— Written instruction A —
Count the lines in the listing below that contain the string "paper", matching case exactly, and give only the number.

— Given passage —

I think what you really need is aliasing information (e.g. two names 
referring to the same vector), and that is typically not easily computable.

> The compiler may also know the 
> length of some of the arrays, and that is also lost.

Ah, indeed. So that would mean better error checking and probably less 
runtime bounds checking.

> I've almost completed a BLAS1 generator for x87 (not SSE), which spits 
> out _optimal_ asm code for any combination of vector-scalar operations 
> (vec+vec, vec-vec, vec*real, dot(vec, vec), for any mixture of 32-,64-, 
> and 80- bit vectors. The cache effects are simple in this case.
> The code to do this is amazingly compact, thanks to tuples and the new 
> 1.005 mixins (in fact, it is a small fraction of the size of an asm 
> BLAS1 kernal).
> I noticed that the 'expression template' part of the code contained 
> almost nothing specific to vectors; I think there's potential for a 
> library mixin component to do it.
> 
> Of course another approach would be to add
> opAssignExpression(char [] expr)()
> {
> }
> where "expr" is the verbatim expression.
> a = b*5 + c*d;
> 
> would become
> mixin a.opAssignExpression!("a=b*5+c*d");
> 
> since it seems that with expression templates, you're fighting the 
> compiler, attempting to undo everything it has done.

Not everything - e.g., precedence of operators remains unchanged. In the 
string-based approach you'd have to write a little parser to reimplement 
operator precedences. But point taken.

Andrei

— Written instruction B —
Answer these questions about the passage above on expression templates:
(i) What kind of information does the passage call typically not easily computable?
(ii) The BLAS1 generator produces asm code for which floating-point unit?
(iii) According to the reply, what remains unchanged under the expression-template approach?

— Supplied entries —
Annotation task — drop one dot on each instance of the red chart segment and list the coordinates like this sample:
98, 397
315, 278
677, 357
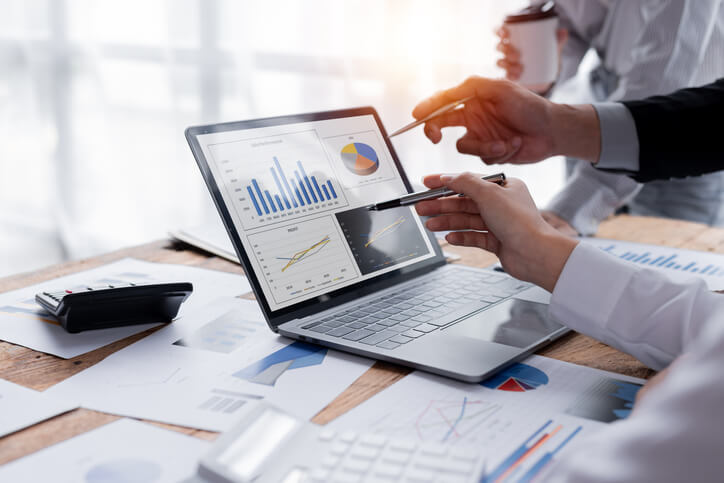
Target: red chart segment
517, 378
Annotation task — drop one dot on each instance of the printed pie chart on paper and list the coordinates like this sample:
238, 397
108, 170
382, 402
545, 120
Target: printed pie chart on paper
360, 159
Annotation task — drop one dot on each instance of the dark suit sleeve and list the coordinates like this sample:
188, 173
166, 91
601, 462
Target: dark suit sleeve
681, 134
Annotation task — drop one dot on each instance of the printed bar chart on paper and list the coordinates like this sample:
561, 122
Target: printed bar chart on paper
302, 258
684, 263
529, 459
277, 178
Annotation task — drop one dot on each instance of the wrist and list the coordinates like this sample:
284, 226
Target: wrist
549, 258
576, 131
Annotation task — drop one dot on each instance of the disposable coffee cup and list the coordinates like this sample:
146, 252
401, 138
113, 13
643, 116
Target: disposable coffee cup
533, 33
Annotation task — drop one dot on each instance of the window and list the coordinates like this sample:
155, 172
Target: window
95, 95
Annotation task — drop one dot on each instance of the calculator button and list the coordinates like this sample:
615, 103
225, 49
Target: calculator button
319, 474
388, 471
406, 446
434, 450
396, 458
338, 448
364, 453
464, 454
419, 476
348, 437
373, 440
330, 461
346, 478
357, 466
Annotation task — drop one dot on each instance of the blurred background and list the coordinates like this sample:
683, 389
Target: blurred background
95, 96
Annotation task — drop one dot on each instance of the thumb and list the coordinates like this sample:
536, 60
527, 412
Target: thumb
469, 184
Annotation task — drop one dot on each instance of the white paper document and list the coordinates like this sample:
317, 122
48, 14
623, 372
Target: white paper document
123, 451
676, 263
24, 322
203, 369
21, 407
540, 403
211, 236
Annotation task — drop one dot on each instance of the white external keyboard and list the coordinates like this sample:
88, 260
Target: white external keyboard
269, 445
354, 458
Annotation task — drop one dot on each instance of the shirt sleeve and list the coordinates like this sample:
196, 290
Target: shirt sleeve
619, 139
670, 48
673, 435
591, 195
636, 310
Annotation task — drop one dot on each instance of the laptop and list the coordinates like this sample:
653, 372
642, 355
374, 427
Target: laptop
293, 192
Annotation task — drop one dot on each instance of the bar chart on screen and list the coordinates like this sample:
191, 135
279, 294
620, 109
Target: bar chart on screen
302, 258
278, 178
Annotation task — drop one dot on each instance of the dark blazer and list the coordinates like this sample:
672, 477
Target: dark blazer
681, 134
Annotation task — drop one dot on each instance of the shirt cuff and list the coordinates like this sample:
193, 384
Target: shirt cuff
619, 139
588, 290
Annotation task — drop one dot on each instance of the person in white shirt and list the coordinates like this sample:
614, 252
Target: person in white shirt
644, 48
676, 432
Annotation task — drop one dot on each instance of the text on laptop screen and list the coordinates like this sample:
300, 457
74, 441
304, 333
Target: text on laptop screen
297, 194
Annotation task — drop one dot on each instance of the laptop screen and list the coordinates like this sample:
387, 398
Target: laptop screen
297, 193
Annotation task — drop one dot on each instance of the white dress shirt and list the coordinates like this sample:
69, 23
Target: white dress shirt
646, 47
676, 433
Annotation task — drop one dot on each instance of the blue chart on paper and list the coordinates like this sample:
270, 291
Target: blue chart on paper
294, 356
526, 462
664, 259
626, 393
517, 378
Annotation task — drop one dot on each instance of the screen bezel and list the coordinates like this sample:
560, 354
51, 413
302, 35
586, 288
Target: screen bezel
331, 299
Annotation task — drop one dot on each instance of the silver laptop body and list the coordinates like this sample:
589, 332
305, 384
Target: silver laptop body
292, 192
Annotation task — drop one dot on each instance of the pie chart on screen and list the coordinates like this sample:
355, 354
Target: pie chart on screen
517, 378
360, 159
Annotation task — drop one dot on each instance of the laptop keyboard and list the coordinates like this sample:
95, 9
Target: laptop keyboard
397, 318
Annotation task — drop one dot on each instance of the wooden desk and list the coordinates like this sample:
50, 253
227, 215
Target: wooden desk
40, 371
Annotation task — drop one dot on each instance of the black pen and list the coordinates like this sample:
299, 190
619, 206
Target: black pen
413, 198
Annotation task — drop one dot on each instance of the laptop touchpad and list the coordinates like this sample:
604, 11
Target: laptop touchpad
517, 323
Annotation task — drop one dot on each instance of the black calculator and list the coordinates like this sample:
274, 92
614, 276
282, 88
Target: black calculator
117, 305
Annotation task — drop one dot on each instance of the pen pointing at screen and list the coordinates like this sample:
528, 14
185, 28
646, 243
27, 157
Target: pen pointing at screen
438, 112
413, 198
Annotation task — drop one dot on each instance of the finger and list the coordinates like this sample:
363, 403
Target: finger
472, 185
503, 32
432, 181
472, 86
512, 149
453, 204
486, 241
561, 37
456, 221
471, 144
512, 71
433, 127
511, 53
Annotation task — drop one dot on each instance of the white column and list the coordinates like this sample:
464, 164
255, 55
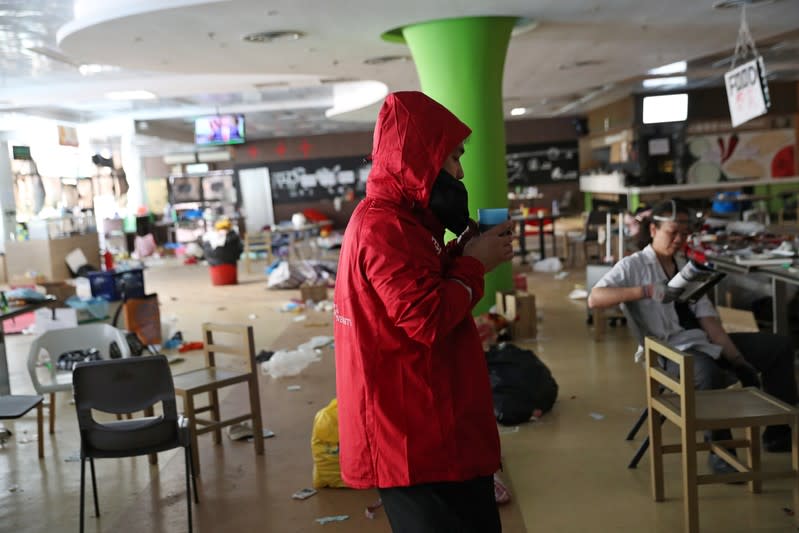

— Written solution A —
8

— Written solution B —
(i) Aliasing information, such as two names referring to the same vector.
(ii) The x87, not SSE.
(iii) The precedence of operators.